### WHAT YOU ARE ASKED TO DO
Print all entries word for word.

### RECORDS FOR PROCESSING

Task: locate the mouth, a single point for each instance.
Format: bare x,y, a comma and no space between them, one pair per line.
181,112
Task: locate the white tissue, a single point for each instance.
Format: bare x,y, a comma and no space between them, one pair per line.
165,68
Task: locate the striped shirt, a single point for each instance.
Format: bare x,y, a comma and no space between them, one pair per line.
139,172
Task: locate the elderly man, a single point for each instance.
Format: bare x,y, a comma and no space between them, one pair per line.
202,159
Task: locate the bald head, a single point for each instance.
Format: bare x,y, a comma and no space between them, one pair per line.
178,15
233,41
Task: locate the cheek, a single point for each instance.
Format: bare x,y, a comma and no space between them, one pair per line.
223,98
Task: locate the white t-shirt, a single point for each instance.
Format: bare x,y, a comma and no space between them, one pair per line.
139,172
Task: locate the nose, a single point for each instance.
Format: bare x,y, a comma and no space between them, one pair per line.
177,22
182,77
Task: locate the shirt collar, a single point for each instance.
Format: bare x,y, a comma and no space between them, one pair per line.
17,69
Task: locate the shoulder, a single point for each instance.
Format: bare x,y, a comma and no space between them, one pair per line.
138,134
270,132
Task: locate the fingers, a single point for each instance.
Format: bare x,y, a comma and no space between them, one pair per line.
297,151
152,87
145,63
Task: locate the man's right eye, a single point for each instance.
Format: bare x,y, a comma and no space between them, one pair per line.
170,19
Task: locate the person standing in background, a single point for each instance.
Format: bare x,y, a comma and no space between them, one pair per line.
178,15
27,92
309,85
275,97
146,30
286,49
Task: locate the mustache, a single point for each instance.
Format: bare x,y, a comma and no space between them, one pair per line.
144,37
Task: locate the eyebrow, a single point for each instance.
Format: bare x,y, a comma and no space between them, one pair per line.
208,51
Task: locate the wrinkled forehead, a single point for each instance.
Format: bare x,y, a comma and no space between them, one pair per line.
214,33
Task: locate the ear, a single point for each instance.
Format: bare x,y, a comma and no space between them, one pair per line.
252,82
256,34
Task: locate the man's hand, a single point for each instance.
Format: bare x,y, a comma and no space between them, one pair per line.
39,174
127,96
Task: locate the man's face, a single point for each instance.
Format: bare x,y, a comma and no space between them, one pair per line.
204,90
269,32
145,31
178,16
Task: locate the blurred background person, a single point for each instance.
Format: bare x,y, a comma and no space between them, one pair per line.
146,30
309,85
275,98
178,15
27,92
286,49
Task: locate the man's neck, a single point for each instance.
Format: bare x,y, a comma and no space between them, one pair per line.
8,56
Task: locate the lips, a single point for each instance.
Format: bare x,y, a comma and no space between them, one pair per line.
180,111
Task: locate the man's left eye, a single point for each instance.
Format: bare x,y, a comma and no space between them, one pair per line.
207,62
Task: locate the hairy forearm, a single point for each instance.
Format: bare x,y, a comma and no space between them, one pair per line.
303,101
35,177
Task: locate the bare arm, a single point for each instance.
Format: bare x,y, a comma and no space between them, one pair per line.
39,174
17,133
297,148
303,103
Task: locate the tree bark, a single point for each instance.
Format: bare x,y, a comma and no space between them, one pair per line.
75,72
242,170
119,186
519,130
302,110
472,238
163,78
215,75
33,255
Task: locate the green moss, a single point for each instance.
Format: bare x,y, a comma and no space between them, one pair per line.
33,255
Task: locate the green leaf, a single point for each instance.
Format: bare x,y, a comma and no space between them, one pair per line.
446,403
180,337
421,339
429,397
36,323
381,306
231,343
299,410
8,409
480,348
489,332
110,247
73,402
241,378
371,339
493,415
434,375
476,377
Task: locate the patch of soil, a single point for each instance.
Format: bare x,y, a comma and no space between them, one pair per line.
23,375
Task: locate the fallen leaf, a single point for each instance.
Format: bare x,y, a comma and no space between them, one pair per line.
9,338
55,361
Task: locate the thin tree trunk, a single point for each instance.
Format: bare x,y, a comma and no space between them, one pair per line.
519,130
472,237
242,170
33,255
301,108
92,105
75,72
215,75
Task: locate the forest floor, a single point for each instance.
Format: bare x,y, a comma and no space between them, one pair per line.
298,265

### SOLUTION FOR THIS EXERCISE
Task: locate the mouth, a single point for each instance.
Format: bare x,y, a comma and no space between them, one pair per line.
181,112
Task: locate the white tissue, a single point for each instance.
Format: bare x,y, a comma and no space between them, one pair per line.
165,68
Task: locate the striped shirt, a single point for each instance.
Format: bare x,y, a comma and no space between them, one pair per line.
139,172
Task: locate the elderly man, a single point for each instance.
Format: bare x,y, a comma and no space between them, one pair per line.
202,159
Task: locate the bald head, a single point for each instance.
Format: bare x,y, a comma and no space between them, one pair per line.
178,15
233,41
Task: locate the cheek, a single point for each instance.
Format: bare x,y, a comma and no space between them, one pair per line.
223,98
Task: locate the white t-shirt, a single point for each instance.
Format: bare x,y, a comma and no space between them, one pair per line.
139,172
Task: locate the nose, a single point for each instance.
Format: bare x,y, a comma and no space between them, one pair per line.
177,22
182,77
Task: locate the shirt collar, a single point for each instance.
Format: bare x,y, a comma and no space between them, one pair per line.
17,69
Task: locate the shoulder, a single point for each instance.
Format: bare x,y, a comma and no space between them, one pair per line.
138,134
270,132
Task: locate the fingers, a single point for each instance.
Format: bare x,y, a comma and no space between them, one pair per line.
297,151
152,87
145,63
Task: locate the man's right eye, a single point for each instance.
Format: bare x,y, a comma and no space between them, one pair per line.
170,19
Task: locate the person standing in background, a single point for each instance.
Format: bare x,y, a comma and no space between them, one pair per line.
178,15
27,92
309,85
275,97
146,30
286,49
Task: locate the mustache, a single point for each instance.
Format: bare x,y, a comma and no space between them, one pair per line.
144,37
Task: locate the eyebrow, a single point for each instance.
Format: bare x,y, a comma and no space between them, one pair per line.
208,51
Task: locate the wrinkled forehead, a single point for each instance.
Format: bare x,y, a comma and no space between them, one pair per line.
214,33
Task: locate the ear, a single point for each instance.
Format: bare x,y, a comma and no space between them, one pair per line.
252,82
256,34
Task: locate the man's hand, a single point for each instance.
Format: bare x,y, a comma and no space between them, one pair per line.
39,174
127,96
Task: locate the man's face, a single point for each instance.
Format: bare x,y, a comma and no space between them, one pair per line.
204,90
269,32
145,31
178,16
Task: locate the blurred background person, a single point for each instance.
Format: bare x,y, a comma and no space between them, one pair per line.
146,30
309,85
275,98
178,15
27,92
286,49
Task: locate the man's neck, a single point for each instance.
Format: bare x,y, a comma and no space between them, one pair per line.
8,56
Task: locate the lips, a single point for each instance.
Format: bare x,y, a comma and no space between them, one pair per line.
180,111
Task: locate the man's left eye, a single point for each instance.
Format: bare x,y, a comma and no space between them, one pair per line.
207,62
Task: locate the hairy forearm, a single point for each instance.
Format: bare x,y, a comma and no space between them, one pair per line.
303,101
35,177
Task: locate the bare arm, a single point for each instance.
Format: bare x,y, a comma and no space between them, one pair per line.
39,174
17,133
297,148
303,103
Task: locate the tree bark, a single point for each instance.
Format: bare x,y, a comma and no space between them, one pair per line.
75,72
242,170
119,186
519,130
302,110
472,238
163,78
215,75
33,255
Task: locate the green moss, a single point for each instance.
Format: bare x,y, a comma and no space between them, one pair per line.
33,255
Task: locate the green leaf, a single point for each instance.
Format: bare x,y, a comma and no space between them, one pair per line.
446,403
180,337
421,339
429,397
36,323
381,306
231,343
299,410
8,409
480,348
489,332
110,247
73,402
241,378
371,339
493,415
434,375
476,377
Task: locate the patch of soil, a single point for each instance.
Format: bare x,y, a comma and no space between them, one pair per line.
23,375
Task: locate the fallen leaf, a single point for each instance.
Format: bare x,y, a comma and no space between them, one pair per line.
9,338
55,361
Task: locate the thin tree trunk, a single point for each instance.
Format: bare x,y, a comma and no space between them, one pair per line.
519,130
472,237
242,170
33,255
301,108
92,105
75,72
215,75
Task: locate the forest floor, a single point for each instance.
Format: bare x,y, a comma and no space between them, one pair per line.
298,265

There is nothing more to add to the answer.